(WHAT THIS TASK INVOLVES) Can you output every one of these items word for word, omitting the pictures?

(Object point labels)
***

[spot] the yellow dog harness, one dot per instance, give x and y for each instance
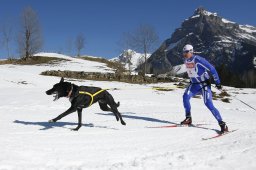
(92, 95)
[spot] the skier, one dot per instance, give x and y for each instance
(197, 69)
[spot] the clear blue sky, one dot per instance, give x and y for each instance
(104, 21)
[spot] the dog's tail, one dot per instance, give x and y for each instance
(117, 104)
(111, 98)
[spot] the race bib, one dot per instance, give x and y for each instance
(191, 70)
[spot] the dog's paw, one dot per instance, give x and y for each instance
(51, 121)
(123, 123)
(75, 129)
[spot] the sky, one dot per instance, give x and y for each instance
(103, 22)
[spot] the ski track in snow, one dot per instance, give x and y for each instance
(29, 142)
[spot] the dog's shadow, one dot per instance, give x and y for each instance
(131, 115)
(47, 125)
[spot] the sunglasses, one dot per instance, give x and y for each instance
(187, 51)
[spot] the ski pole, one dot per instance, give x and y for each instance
(236, 98)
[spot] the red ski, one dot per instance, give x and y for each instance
(178, 125)
(219, 135)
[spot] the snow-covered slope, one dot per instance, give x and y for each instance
(29, 142)
(130, 58)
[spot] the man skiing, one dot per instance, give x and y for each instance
(197, 69)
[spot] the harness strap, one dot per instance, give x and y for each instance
(92, 95)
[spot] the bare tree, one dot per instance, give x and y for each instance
(128, 59)
(69, 46)
(80, 42)
(143, 39)
(6, 37)
(29, 38)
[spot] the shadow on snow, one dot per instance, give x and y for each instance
(47, 125)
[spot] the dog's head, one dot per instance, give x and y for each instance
(60, 89)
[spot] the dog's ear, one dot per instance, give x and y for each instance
(61, 80)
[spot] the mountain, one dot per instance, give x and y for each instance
(222, 42)
(130, 58)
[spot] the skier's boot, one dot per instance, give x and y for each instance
(223, 127)
(187, 121)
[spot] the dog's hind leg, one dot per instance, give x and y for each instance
(79, 113)
(116, 112)
(104, 107)
(70, 110)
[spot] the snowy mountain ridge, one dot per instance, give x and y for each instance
(217, 39)
(29, 141)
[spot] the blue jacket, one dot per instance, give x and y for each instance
(198, 68)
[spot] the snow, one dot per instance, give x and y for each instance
(248, 28)
(73, 64)
(29, 142)
(195, 16)
(227, 21)
(136, 59)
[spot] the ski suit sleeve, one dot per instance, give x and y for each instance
(203, 62)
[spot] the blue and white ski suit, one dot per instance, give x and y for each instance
(197, 69)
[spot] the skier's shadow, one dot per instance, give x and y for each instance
(47, 125)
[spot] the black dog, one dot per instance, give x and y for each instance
(82, 97)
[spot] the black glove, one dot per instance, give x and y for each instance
(218, 86)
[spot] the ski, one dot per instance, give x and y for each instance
(219, 135)
(178, 125)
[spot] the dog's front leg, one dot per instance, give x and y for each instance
(79, 113)
(70, 110)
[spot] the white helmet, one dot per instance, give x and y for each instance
(188, 48)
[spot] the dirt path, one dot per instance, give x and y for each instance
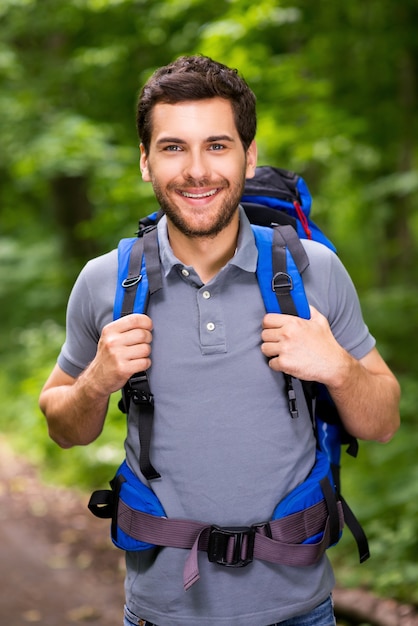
(57, 567)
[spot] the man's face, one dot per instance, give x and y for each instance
(197, 164)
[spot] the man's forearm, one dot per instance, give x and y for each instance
(75, 412)
(368, 399)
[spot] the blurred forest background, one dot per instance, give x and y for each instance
(337, 100)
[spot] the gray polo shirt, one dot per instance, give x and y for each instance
(223, 441)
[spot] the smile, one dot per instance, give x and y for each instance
(197, 196)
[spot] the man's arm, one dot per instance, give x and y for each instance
(75, 408)
(365, 391)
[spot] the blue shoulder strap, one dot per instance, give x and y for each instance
(126, 281)
(280, 282)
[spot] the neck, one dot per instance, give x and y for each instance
(207, 255)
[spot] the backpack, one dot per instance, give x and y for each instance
(311, 517)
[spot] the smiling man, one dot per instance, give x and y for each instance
(223, 439)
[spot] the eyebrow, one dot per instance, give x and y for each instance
(211, 139)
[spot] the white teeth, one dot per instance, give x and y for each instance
(186, 194)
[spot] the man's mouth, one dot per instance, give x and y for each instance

***

(RESULT OF THE TASK)
[spot] the yellow dog harness, one dot per instance, give x and y for each instance
(92, 95)
[spot] the skier, one dot per instance, give x and y for each instance
(197, 69)
[spot] the clear blue sky, one dot per instance, give x and y for each instance
(104, 21)
[spot] the dog's tail, one dot per instance, give x and y for each instance
(117, 104)
(111, 98)
[spot] the race bib, one dot per instance, give x and y for each instance
(191, 70)
[spot] the dog's paw, one dot per instance, give x and y for each instance
(51, 121)
(123, 123)
(75, 129)
[spot] the sky, one dot per instance, give x and y for each instance
(103, 22)
[spot] the ski track in snow, one dot per instance, give x and y for each instance
(29, 142)
[spot] the dog's shadow, one dot per instance, give x and y for each instance
(131, 115)
(47, 125)
[spot] the sunglasses, one dot per instance, give x and y for each instance
(187, 51)
[spot] the ski pole, one dot per instance, give x and y for each instance
(236, 98)
[spot] the red ski, one dot per instance, give x and y for each instance
(178, 125)
(219, 135)
[spot] the snow-covered slope, one dot per instance, give x and y for each instance
(29, 142)
(130, 58)
[spot] the man skiing, one dot per instance, give x and y for each instance
(197, 69)
[spot] the harness strap, one dot per instance, give x and y for each instance
(92, 95)
[spot] the bare tree, one dot per instance, give x and y for each instance
(128, 59)
(69, 46)
(80, 42)
(143, 39)
(6, 37)
(29, 38)
[spot] the shadow on snow, one dot per instance, give x and y for each instance
(47, 125)
[spot] the dog's head, one dot per instance, give x and y for each instance
(60, 89)
[spot] the dog's ear, one dot per instance, give x and y for each instance
(61, 80)
[spot] the mountain, one dot per instance, give x and y for each instance
(222, 42)
(130, 58)
[spot] the skier's boot, one dot per instance, give x and y for each instance
(223, 127)
(187, 121)
[spot] the dog's hind leg, one dot per instance, give x and y for each instance
(79, 113)
(116, 112)
(104, 107)
(70, 110)
[spot] the snowy mountain ridge, one dot per instance, give x and y for each instance
(217, 39)
(29, 141)
[spot] the blue jacket, one dot per instance, give x and y for each instance
(198, 68)
[spot] the snow, one dot per instance, give x and y for each instance
(248, 28)
(73, 64)
(29, 142)
(195, 16)
(227, 21)
(136, 59)
[spot] the ski suit sleeve, one dot per instance, give x and y for each instance
(203, 62)
[spot] the blue and white ski suit, one dot per instance, give x and y for each instance
(197, 69)
[spot] the skier's shadow, one dot per instance, give x and y for each instance
(47, 125)
[spot] the black dog, one dot per instance, give x and y for each instance
(82, 97)
[spot] the black glove, one dot per instance, give x and y for each instance
(218, 86)
[spot] the ski, one dot per instance, give x and y for each instance
(219, 135)
(178, 125)
[spot] the dog's front leg, one dot per instance, give x and y for each instance
(79, 113)
(70, 110)
[spot] the white helmet, one dot per instance, give x and y for each instance
(188, 48)
[spot] the dirt path, one dot per instance, give x and y for each instance
(57, 567)
[spot] the man's face, one dot per instance, give x and y for each instance
(197, 164)
[spot] the man's forearm, one dot per instance, give x and y for each instance
(75, 412)
(368, 399)
[spot] the blurred forest background, one dot per instance, give x and y for each instance
(337, 100)
[spot] the gray polo shirt, one dot per instance, give x and y for each instance
(223, 441)
[spot] the smile, one dot per instance, give x and y for each instance
(197, 196)
[spot] the man's arm, one dot per instance, give x and y for each instance
(75, 408)
(365, 391)
[spot] the blue shoulder strap, one dot per instance, give x and y for each instance
(126, 281)
(280, 282)
[spot] the neck, one dot per instance, give x and y for each instance
(207, 255)
[spot] the backpack, one dot per instance, give x and y for each instance
(311, 517)
[spot] the smiling man, one dot per instance, give x and y for each instance
(223, 439)
[spot] the eyebrow, one dot per instance, give x and y for each instance
(211, 139)
[spot] the white teeth, one dot per instance, give x and y for each instance
(186, 194)
[spot] the man's mouth, one dot per instance, give x and y for each instance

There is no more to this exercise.